= What to work on =
Rewrite the listing below with every occurrence of "keypoint" swapped for "anchor point", leaving all other text unchanged.

= Provided records =
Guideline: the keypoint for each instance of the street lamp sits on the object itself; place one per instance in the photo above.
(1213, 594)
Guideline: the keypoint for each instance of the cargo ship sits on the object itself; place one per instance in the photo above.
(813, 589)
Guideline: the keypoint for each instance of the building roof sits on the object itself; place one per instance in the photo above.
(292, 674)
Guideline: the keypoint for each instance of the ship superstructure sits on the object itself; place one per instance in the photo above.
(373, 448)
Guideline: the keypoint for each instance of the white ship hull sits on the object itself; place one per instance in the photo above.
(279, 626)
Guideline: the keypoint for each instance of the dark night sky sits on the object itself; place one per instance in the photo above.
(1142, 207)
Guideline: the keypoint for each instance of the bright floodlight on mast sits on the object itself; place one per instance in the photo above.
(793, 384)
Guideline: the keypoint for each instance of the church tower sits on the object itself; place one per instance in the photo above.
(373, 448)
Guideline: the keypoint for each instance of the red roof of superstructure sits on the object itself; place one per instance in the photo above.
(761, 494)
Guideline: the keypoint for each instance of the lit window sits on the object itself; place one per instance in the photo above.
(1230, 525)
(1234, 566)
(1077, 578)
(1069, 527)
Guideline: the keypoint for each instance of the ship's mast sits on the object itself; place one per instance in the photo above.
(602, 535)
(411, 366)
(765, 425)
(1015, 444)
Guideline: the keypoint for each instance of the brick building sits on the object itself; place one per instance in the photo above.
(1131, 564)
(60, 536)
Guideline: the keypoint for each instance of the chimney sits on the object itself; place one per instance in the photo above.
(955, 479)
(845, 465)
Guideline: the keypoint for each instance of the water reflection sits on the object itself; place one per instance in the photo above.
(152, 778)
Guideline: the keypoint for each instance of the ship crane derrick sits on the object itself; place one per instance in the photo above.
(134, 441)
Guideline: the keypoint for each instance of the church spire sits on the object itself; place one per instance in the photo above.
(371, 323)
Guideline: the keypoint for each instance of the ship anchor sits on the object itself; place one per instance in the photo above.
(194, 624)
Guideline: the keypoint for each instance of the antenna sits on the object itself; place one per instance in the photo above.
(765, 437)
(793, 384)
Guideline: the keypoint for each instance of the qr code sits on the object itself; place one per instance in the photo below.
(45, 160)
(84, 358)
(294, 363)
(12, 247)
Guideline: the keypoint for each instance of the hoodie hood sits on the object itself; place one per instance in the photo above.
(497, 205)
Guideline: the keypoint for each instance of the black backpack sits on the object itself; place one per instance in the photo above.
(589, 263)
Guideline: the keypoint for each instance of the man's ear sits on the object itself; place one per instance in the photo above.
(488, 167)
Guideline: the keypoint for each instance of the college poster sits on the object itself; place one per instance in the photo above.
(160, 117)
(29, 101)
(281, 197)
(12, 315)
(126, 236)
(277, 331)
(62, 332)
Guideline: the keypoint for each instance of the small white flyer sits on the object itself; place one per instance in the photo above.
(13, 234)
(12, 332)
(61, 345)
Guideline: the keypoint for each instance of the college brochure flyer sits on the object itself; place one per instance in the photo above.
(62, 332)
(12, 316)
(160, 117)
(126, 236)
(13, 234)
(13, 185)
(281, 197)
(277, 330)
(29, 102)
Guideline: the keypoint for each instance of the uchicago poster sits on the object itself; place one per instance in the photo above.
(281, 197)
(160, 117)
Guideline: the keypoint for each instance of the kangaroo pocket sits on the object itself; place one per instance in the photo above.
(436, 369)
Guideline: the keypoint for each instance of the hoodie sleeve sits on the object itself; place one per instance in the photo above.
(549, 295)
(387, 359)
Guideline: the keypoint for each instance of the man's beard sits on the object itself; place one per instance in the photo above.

= Output below =
Guideline: the anchor point for each instance of the street lamp sits on the object itself; place one per instance in the photo above.
(1213, 594)
Guideline: the anchor point for each instance of the cargo ship sits on the object itself; place one per instance in the photo above.
(813, 589)
Guideline: the anchor point for each instance of the building roof sits on the object itself; place one per instance in the photo above.
(292, 674)
Guideline: the anchor point for each instance of the ship superstructure sits on the object itself; place one per instance in the photo above.
(373, 448)
Guideline: the anchor point for each instance of the white ship hull sits on the object itself; place one per instance in the photo above.
(279, 626)
Guideline: the anchor point for each instance of the dark night sky sits on the object itself; place one per instance in the photo above.
(1142, 207)
Guideline: the anchor point for each instance of the bright floodlight on mast sits on the object itself; place one per instance in the photo above.
(793, 384)
Guideline: the anchor point for each instance of the church tower sits on the object itself; place one per instance in the photo above.
(373, 448)
Guideline: the anchor point for each instance of the red roof of superstructure sits on the object itself; place one per instance in the photo above.
(761, 494)
Guideline: the anchor point for each instance of the lit window sits on the object itself; place one per instance in the photo above.
(1230, 525)
(1234, 566)
(1077, 578)
(1069, 527)
Guideline: the anchor point for each instance of the ship's mast sits on the object itself; place one per instance in the photo above.
(602, 535)
(411, 366)
(765, 425)
(1015, 444)
Guideline: the anchor point for each instance of the brick building sits on the object itself; place one per instance in the photo above.
(1131, 564)
(60, 536)
Guideline: the anchor point for each instance of the chimney sits on the object itself; place one per instance in the photo above.
(955, 479)
(845, 465)
Guideline: the anchor point for each instance of the water reflection sits on the object itself; place one per instance in the photo above.
(152, 778)
Guideline: the anchor point for each instance of the ship crane derrick sits on the object itself; place one per instance in the photo above.
(134, 441)
Guideline: the anchor point for each instance of the church spire sits on the object itself; place one per instance in the photo above.
(371, 323)
Guideline: the anchor point for each instance of the ship anchor sits on the object itself; place one per instance in the photo above.
(194, 624)
Guideline: the anchor point for each instance of the antenna sits on the object itself; place one per instance in the photo above.
(765, 437)
(793, 384)
Guideline: the anchor point for each instance of the qr code sits on the object itself; place one per instance in the photo below.
(45, 160)
(84, 358)
(294, 363)
(12, 247)
Guideline: the anchor point for each instance of the hoodie hood sits on the object itself; place one per instance in the photo above.
(497, 205)
Guideline: the anchor point for each instance of the black backpack sits on the object itself; place one per instance in the photo above.
(589, 263)
Guideline: the anchor point for each instance of the man's ear sits on the object itself; place one per instance in the photo above.
(488, 167)
Guideline: the anchor point for each instance of the college poster sits on the object itself; place one per instance in the photo above.
(160, 117)
(29, 101)
(281, 197)
(12, 315)
(126, 236)
(277, 331)
(62, 332)
Guideline: the anchor point for each instance of the small white flyer sits on the object itself; place one per instance in the photo above.
(13, 234)
(12, 332)
(61, 345)
Guideline: the anchor point for each instance of the college brochure flyer sits on the object itself; place one per instance in the photo above.
(62, 332)
(12, 316)
(160, 117)
(126, 236)
(13, 234)
(13, 185)
(281, 197)
(277, 330)
(29, 102)
Guideline: the anchor point for each instance of the uchicago poster sits on the object itself; place one per instance in the photo above.
(281, 197)
(160, 117)
Guideline: the anchor point for each instance of the kangaroo pocket sits on the object itself; place one per instance in the photo above.
(436, 369)
Guideline: the anchor point for each instance of the hoodie sleeve sits on the object itself; place one per instance in the photo above.
(549, 295)
(387, 359)
Guideline: the anchor point for each instance of the man's beard sits on the object itself; place one per instance in the photo above.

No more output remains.